- THE DATA
───
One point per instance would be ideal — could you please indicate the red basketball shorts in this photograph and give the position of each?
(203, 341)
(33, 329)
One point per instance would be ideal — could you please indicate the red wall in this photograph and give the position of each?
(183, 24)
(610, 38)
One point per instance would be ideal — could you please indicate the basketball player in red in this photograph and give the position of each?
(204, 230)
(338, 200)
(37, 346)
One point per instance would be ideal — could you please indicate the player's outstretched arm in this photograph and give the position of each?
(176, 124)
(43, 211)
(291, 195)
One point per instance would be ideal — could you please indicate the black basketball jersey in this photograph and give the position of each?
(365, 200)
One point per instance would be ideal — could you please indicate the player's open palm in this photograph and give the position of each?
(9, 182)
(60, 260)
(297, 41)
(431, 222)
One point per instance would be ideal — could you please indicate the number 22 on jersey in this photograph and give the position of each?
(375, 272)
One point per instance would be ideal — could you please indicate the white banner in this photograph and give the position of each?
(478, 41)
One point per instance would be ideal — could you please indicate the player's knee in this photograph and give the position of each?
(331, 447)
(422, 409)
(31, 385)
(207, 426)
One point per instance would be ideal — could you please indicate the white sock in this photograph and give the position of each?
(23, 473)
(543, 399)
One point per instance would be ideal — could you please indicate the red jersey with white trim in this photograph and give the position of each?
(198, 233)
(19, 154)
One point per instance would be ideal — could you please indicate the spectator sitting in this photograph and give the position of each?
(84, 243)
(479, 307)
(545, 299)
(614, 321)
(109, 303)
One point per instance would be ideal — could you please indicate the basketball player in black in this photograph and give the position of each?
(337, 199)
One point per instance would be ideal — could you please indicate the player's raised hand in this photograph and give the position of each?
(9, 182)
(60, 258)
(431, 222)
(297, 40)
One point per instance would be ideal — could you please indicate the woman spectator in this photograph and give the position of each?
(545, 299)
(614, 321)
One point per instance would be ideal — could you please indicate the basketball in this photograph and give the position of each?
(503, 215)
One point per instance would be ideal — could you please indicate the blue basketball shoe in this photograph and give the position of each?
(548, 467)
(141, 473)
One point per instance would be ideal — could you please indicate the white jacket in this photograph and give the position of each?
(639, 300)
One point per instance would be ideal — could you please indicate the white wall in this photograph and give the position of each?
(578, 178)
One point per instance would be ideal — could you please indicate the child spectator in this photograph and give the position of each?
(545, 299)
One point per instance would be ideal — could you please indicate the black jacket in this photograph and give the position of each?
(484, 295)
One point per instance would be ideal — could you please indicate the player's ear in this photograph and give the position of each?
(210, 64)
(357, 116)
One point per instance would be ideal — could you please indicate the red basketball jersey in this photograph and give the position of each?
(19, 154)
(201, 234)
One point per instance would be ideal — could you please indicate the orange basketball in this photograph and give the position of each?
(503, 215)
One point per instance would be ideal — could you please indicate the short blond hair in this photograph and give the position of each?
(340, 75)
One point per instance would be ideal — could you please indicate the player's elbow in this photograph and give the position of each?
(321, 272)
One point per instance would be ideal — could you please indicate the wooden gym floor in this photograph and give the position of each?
───
- TASK TO COMPLETE
For the records above, restate every line word for word.

- WRITTEN ANSWER
One point per instance would be ideal — could you please indicate the red basketball shorts in this photograph and give the position of each?
(203, 341)
(33, 329)
One point per instance would be ideal — could you please indicate the red wall in this photograph and give the position of each?
(183, 24)
(610, 38)
One point per instance would be ideal — could you please indicate the basketball player in red in this photograph and give the position of each?
(204, 230)
(338, 200)
(37, 346)
One point per instance would be ideal — could you please indicate the player's outstretched arm in this photograph and give the position of each?
(176, 124)
(43, 211)
(291, 195)
One point per instance would be ideal — could you please indicate the black basketball jersey in this photograph and give the position of each?
(365, 200)
One point per instance would be ideal — could you please indicate the player's open palm in this photograph and give the position of each?
(9, 182)
(60, 260)
(297, 41)
(431, 222)
One point per instance would be ideal — could you please indicate the number 22 on jersey in this photograph and give the position of each?
(375, 272)
One point per instance would be ideal — could you please indicate the white banner in this photograph and give the position of each?
(478, 41)
One point per instance would be ideal — could you please indicate the player's knee in this photograph and give the position of each?
(331, 447)
(422, 409)
(31, 385)
(207, 426)
One point per instance would be ideal — could you please indicate the white sock in this photograph and give the position of each?
(23, 473)
(543, 399)
One point per instance would be ideal — could you please indicate the red jersey with white trim in this photograph and give the position of each?
(198, 233)
(19, 154)
One point per instance would be ideal — could you please indicate the spectator sitting in this photograph and give the position of each?
(84, 243)
(479, 307)
(545, 299)
(614, 321)
(109, 303)
One point per instance would be ideal — could you please indicate the basketball player in black in this photograph and give the position of each?
(337, 199)
One point per instance would be ideal — could you please indicate the player's raised hand in this photograph and give the position of each?
(9, 182)
(60, 258)
(431, 222)
(297, 40)
One point per instance would be ideal — could you please indicate the woman spectator in this photograph and give the position of each?
(545, 299)
(614, 321)
One point per instance would be ideal — could you please indicate the basketball in this photograph and give the position of each?
(503, 215)
One point per instance would be ideal — could you please indicate the blue basketball shoe in this photograph and give the position of each?
(548, 467)
(141, 473)
One point per instance would be ideal — could you please indicate the white jacket in this photograph and give the position of each?
(639, 300)
One point per instance would be ideal — could you please indicate the white wall in this photograph and give the position of each?
(578, 178)
One point per instance would be ideal — could you please indicate the child spectator in this photograph and give the position of each?
(545, 299)
One point per instance would be ideal — could you please indicate the black jacket in this photograph and give the position of each?
(484, 295)
One point per instance would be ideal — could you please indicate the player's ear in this photograph and give the position of each?
(210, 64)
(357, 116)
One point per instance would be ideal — could you please indicate the red basketball jersey in this photograph and give the position of each?
(19, 154)
(201, 234)
One point per instance would be ideal — could you please indicate the orange basketball in this photograph and give the position of each?
(503, 215)
One point per instance would be ideal — could you please indicate the short blond hair in this photograph and give the position of each?
(340, 75)
One point per instance would be ideal — could you please indicate the player's elbow in this photograph and give the position of each?
(321, 272)
One point per instance would be ideal — could you please indicate the wooden gym floor in this photograph and give the position of each?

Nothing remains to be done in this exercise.